WHAT YOU ARE ASKED TO DO: Lines from the one containing "Task: annotation of the wooden" through the end of the data are to be returned exactly, and no others.
--- BEGIN AVAILABLE RECORDS ---
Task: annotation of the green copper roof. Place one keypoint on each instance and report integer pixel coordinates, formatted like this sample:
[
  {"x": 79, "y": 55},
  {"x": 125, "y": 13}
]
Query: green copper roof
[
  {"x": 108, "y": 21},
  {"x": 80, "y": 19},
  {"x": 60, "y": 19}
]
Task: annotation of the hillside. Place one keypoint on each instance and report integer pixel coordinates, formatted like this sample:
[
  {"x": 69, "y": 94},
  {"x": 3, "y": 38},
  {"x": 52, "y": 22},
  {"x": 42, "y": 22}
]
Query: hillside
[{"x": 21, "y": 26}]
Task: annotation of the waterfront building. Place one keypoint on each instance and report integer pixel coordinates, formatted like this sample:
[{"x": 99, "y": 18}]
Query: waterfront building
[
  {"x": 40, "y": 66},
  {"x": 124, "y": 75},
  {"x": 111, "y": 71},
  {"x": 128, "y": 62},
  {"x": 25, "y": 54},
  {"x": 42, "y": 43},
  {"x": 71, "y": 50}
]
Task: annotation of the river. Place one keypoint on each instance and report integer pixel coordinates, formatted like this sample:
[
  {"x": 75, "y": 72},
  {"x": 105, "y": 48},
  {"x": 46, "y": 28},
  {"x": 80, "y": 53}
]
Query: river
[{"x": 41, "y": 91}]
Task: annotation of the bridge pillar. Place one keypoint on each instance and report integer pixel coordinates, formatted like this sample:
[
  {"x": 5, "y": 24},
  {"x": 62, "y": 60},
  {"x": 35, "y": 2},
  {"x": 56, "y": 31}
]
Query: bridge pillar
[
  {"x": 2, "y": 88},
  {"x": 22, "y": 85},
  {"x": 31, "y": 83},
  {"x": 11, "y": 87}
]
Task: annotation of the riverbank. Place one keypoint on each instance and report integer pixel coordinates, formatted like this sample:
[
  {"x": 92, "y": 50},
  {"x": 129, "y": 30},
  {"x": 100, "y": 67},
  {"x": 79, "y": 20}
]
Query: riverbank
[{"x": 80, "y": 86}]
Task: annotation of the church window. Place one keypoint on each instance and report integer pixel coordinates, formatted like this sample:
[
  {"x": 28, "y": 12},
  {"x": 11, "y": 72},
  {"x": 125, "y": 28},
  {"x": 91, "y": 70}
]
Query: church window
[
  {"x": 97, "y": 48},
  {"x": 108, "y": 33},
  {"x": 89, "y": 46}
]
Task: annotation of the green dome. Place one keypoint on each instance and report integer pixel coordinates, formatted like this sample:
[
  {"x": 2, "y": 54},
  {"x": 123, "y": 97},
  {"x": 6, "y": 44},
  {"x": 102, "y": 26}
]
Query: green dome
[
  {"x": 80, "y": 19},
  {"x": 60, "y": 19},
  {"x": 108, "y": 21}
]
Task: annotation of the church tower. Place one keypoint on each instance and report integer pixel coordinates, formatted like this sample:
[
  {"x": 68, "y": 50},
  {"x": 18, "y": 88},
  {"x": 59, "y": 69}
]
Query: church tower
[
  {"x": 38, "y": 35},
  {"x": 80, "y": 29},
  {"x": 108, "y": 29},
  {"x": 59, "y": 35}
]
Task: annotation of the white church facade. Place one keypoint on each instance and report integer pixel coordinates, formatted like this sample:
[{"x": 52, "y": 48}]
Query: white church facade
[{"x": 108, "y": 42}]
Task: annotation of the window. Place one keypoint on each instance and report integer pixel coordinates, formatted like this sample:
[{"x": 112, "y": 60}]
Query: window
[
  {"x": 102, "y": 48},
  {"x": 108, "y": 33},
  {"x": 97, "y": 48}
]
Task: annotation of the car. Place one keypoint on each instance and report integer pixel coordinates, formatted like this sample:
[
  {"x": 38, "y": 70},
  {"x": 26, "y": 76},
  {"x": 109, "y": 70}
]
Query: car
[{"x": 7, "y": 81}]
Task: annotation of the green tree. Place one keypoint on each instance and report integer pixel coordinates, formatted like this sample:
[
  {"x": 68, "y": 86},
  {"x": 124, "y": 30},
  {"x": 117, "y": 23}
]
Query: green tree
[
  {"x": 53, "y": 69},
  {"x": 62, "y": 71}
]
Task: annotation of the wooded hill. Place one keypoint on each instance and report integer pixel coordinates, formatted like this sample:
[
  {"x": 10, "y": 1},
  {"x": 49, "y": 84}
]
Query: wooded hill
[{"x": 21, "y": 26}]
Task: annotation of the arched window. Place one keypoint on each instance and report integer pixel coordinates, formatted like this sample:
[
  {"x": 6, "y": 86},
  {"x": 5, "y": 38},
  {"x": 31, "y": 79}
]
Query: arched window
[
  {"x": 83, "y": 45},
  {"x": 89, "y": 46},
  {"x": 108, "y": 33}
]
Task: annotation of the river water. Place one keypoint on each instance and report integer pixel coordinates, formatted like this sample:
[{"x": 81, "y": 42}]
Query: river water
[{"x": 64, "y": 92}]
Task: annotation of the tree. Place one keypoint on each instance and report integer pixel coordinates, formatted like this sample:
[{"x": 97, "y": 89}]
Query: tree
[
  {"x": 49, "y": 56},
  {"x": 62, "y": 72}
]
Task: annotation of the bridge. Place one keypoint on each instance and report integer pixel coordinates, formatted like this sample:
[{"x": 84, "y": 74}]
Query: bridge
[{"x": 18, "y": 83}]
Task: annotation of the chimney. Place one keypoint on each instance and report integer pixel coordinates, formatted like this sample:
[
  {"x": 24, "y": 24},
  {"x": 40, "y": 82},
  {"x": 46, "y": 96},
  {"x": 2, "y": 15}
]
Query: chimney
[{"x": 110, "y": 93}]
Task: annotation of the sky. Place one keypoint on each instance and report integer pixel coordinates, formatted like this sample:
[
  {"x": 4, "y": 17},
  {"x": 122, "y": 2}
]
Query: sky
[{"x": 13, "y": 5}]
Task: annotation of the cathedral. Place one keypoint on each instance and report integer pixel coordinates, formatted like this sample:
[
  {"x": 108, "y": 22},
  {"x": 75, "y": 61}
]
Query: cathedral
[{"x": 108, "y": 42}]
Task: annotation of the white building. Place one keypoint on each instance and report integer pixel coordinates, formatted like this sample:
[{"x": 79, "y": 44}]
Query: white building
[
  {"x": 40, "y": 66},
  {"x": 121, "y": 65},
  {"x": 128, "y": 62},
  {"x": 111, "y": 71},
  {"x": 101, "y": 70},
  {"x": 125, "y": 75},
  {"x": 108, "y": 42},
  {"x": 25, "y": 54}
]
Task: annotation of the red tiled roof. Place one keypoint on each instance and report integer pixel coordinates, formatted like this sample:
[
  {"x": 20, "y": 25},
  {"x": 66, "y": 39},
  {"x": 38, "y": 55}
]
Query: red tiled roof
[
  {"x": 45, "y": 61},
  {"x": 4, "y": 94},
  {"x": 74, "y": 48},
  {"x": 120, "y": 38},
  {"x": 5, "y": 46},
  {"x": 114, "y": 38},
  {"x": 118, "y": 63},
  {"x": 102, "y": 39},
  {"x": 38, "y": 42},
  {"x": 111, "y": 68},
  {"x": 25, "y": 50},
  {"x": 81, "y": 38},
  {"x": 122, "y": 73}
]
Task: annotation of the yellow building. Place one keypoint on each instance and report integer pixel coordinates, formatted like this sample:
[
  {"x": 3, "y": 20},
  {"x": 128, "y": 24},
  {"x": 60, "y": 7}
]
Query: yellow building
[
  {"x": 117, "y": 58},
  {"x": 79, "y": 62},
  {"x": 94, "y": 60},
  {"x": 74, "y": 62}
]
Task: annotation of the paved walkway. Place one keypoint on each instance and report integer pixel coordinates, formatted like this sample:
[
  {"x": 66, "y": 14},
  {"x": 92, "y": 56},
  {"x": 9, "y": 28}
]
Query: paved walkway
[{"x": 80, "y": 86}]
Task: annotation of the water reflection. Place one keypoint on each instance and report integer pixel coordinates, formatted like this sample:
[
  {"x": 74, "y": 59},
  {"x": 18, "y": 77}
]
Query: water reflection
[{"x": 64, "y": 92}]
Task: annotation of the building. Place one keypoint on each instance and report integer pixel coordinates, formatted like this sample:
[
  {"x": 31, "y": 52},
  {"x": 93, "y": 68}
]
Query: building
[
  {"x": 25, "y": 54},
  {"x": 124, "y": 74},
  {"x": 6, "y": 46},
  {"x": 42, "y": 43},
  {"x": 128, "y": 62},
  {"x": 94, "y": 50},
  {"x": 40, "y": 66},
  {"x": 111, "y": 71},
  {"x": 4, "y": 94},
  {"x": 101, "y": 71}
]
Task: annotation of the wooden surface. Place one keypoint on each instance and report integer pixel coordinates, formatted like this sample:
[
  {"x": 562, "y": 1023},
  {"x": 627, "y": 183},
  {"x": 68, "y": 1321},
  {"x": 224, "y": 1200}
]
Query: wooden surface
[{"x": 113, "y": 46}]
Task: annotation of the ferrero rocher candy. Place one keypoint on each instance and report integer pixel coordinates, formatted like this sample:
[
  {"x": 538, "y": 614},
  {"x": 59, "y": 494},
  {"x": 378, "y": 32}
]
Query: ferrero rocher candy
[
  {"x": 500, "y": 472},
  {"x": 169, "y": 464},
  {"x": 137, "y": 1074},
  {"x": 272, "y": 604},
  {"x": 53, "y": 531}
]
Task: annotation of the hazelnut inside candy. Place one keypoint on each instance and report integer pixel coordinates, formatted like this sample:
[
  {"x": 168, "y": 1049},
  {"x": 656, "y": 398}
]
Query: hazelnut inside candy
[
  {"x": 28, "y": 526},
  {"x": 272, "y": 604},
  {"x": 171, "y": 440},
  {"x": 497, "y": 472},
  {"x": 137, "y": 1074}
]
--- END AVAILABLE RECORDS ---
ANSWER BELOW:
Task: annotation of the wooden surface. Place one keypoint on each instance and report integer pixel coordinates, formatted like this sample:
[
  {"x": 562, "y": 1023},
  {"x": 627, "y": 183},
  {"x": 68, "y": 1321},
  {"x": 224, "y": 1200}
]
Query: wooden surface
[{"x": 113, "y": 46}]
Task: annotation of the ferrero rocher candy. Place one keypoint on each instance and report integer pixel coordinates, formatted like this sample:
[
  {"x": 538, "y": 614},
  {"x": 59, "y": 494},
  {"x": 378, "y": 32}
]
Query: ferrero rocher candy
[
  {"x": 500, "y": 472},
  {"x": 169, "y": 464},
  {"x": 137, "y": 1074},
  {"x": 272, "y": 604},
  {"x": 53, "y": 531}
]
Task: annotation of the hazelnut inside candy. Place one keypoint on each instance and report integer pixel coordinates, formatted like this sample:
[
  {"x": 168, "y": 1049},
  {"x": 656, "y": 398}
]
Query: hazelnut inside candy
[
  {"x": 28, "y": 526},
  {"x": 272, "y": 604},
  {"x": 171, "y": 440},
  {"x": 497, "y": 472},
  {"x": 137, "y": 1074}
]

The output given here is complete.